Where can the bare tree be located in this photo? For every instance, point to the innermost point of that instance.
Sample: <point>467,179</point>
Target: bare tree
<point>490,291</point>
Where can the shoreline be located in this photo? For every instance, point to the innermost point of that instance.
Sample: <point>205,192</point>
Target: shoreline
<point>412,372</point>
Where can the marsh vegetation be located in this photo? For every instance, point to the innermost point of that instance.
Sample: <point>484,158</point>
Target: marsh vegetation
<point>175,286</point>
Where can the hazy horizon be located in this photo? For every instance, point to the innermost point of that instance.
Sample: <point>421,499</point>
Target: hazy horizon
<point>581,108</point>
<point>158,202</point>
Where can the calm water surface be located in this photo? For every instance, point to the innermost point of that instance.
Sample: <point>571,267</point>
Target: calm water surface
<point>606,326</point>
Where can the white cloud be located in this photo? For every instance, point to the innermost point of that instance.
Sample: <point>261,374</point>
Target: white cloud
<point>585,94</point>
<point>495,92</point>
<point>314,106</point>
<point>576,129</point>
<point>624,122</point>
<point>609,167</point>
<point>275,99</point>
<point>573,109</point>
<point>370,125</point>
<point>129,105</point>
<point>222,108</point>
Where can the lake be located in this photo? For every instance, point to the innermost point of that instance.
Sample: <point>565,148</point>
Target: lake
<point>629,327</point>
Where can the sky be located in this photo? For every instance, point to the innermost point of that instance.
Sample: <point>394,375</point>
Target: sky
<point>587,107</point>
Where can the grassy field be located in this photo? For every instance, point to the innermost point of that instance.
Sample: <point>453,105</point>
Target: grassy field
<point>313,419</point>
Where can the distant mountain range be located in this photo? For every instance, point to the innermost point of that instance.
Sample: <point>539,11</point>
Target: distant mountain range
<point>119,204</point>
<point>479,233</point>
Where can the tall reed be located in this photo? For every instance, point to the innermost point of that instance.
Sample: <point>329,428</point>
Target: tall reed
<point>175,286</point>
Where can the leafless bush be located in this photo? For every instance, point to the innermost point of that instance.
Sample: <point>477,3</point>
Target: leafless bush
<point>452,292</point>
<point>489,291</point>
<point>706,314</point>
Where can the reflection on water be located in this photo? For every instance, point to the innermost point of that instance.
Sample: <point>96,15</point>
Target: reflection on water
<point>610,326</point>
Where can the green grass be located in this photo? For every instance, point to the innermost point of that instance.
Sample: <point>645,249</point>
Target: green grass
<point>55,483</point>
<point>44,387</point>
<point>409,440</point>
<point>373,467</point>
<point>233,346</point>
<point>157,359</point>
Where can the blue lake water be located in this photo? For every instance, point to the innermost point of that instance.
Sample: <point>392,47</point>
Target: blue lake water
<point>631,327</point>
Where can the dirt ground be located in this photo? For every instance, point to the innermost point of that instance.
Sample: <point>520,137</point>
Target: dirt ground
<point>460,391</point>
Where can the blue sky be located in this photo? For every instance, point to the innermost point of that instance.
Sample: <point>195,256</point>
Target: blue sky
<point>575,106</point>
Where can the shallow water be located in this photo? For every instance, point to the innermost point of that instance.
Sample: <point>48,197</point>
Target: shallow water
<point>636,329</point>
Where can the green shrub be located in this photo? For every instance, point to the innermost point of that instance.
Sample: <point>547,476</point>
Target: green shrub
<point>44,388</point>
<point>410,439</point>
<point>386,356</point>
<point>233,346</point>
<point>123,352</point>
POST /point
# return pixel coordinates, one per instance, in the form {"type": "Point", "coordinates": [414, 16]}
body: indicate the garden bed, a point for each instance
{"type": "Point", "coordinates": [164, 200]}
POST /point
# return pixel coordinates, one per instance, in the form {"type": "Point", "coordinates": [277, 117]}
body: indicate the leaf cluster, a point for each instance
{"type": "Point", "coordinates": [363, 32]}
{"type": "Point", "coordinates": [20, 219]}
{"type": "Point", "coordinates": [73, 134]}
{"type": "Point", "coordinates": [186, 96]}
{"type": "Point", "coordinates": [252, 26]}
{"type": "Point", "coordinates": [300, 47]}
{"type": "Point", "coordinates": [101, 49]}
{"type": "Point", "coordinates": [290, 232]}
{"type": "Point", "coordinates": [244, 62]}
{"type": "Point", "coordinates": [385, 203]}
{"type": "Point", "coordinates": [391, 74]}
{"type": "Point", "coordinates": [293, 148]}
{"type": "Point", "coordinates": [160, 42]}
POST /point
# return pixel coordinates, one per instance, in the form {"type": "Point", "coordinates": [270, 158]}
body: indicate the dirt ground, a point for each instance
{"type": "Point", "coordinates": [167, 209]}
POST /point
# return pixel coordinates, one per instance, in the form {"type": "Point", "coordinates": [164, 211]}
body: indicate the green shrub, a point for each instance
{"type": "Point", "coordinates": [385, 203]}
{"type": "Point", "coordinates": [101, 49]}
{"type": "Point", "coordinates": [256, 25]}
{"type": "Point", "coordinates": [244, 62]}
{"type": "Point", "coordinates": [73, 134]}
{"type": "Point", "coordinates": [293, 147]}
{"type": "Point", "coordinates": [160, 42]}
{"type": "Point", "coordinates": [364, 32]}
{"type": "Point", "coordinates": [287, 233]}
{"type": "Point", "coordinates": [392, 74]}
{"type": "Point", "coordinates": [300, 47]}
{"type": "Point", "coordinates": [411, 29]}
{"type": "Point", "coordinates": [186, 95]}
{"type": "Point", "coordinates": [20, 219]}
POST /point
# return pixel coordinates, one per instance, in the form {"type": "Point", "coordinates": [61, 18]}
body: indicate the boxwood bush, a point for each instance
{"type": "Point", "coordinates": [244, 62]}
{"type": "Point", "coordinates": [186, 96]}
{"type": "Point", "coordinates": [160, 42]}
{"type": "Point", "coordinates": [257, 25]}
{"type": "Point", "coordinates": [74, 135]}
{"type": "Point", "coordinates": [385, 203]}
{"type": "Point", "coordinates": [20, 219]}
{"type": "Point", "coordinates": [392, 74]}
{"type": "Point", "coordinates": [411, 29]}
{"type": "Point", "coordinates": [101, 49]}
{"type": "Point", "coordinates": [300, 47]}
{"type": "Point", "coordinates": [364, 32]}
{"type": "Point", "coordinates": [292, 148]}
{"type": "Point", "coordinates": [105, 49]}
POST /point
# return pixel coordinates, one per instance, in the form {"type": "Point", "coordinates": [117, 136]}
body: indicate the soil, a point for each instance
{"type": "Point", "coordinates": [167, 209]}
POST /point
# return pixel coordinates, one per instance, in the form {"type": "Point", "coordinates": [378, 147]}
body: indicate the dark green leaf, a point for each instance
---
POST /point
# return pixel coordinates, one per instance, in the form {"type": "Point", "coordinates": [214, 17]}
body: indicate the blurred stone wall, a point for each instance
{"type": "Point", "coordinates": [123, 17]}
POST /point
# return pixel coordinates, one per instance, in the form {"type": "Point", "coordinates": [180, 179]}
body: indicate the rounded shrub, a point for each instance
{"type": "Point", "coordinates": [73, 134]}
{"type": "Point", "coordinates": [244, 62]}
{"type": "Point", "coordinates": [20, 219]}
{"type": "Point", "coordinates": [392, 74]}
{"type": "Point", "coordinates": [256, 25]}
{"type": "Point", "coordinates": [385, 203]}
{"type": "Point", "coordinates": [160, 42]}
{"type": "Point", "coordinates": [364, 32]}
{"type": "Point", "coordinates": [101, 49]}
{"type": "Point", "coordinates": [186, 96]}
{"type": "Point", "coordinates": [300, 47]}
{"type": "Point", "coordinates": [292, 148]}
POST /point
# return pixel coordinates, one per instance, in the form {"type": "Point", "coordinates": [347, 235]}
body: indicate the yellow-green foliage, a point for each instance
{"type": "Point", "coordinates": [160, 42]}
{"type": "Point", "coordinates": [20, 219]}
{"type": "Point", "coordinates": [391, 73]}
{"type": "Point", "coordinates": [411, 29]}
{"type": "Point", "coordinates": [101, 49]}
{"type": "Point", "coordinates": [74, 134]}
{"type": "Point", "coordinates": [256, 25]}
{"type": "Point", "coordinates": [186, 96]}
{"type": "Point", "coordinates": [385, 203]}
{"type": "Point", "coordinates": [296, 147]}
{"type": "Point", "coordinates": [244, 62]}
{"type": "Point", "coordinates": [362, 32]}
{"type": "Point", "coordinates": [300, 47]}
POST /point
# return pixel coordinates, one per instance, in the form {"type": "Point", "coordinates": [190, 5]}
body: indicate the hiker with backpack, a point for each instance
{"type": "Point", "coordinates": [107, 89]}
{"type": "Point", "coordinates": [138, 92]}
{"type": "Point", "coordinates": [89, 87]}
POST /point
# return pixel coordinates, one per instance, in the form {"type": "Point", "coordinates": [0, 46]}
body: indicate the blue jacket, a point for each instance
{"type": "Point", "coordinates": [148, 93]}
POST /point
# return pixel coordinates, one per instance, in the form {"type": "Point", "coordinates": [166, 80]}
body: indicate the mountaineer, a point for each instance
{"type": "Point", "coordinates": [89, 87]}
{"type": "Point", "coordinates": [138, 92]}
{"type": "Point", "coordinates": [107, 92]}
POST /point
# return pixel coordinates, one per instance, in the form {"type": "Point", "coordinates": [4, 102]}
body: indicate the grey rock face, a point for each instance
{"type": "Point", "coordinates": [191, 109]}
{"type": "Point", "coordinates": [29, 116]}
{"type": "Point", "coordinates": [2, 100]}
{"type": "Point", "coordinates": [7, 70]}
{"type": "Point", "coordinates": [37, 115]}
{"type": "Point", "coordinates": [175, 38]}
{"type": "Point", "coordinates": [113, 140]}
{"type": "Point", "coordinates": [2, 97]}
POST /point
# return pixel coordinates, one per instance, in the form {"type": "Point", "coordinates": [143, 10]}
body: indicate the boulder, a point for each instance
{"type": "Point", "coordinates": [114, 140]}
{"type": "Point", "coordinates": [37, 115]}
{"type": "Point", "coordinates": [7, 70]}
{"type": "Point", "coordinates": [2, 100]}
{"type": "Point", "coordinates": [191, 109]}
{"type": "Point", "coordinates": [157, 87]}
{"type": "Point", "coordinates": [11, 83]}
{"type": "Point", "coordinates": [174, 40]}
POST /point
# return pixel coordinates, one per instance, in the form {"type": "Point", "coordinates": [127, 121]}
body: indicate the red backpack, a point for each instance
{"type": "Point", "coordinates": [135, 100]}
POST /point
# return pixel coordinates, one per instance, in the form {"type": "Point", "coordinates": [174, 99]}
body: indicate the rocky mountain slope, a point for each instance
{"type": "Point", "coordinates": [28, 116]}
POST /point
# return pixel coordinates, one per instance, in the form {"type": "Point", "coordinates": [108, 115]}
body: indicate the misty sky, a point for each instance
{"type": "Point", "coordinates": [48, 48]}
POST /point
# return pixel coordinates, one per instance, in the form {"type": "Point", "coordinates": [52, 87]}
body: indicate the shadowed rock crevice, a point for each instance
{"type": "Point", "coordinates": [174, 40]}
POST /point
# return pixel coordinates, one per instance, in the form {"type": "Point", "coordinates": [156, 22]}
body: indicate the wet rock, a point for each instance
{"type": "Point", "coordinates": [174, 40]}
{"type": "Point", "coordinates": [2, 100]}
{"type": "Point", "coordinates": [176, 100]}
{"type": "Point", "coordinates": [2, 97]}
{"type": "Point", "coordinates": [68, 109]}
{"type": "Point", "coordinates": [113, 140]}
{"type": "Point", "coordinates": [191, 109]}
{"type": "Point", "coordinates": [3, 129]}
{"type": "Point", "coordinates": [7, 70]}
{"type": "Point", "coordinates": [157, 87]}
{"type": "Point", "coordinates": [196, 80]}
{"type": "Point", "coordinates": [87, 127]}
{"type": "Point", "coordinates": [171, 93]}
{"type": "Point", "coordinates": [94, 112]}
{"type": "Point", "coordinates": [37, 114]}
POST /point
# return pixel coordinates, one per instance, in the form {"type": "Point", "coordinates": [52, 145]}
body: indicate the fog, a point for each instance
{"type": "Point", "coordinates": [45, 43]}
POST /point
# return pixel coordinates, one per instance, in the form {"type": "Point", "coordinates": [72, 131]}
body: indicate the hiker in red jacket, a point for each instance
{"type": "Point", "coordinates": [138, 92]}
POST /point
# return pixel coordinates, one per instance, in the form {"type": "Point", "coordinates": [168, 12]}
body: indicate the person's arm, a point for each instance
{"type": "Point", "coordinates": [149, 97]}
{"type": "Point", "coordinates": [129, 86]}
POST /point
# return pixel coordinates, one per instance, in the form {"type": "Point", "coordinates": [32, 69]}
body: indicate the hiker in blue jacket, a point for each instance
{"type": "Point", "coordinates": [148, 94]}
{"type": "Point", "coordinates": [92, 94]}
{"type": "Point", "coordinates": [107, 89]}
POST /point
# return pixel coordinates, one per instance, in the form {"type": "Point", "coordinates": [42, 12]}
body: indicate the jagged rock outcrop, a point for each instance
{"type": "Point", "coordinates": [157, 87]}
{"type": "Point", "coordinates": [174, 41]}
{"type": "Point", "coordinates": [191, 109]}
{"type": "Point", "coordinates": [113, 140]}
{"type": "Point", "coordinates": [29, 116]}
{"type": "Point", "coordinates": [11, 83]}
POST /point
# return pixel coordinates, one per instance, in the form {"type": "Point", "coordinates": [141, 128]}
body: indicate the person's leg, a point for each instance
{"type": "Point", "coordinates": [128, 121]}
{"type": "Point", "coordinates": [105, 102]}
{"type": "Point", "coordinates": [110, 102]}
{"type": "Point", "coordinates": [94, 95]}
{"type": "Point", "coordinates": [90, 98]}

## Requirement
Copy the data from the line containing "Where can the bare" down to the line containing "<point>490,291</point>", both included, and leave every line unchanged except the answer coordinates. Multiply each of those coordinates by 2.55, round to the nearest whole number with halves rounded up, and return only these lines.

## Task solution
Where can the bare tree be located in this photo? For every instance, point to the innermost point of that instance.
Sample: <point>467,179</point>
Target: bare tree
<point>1250,742</point>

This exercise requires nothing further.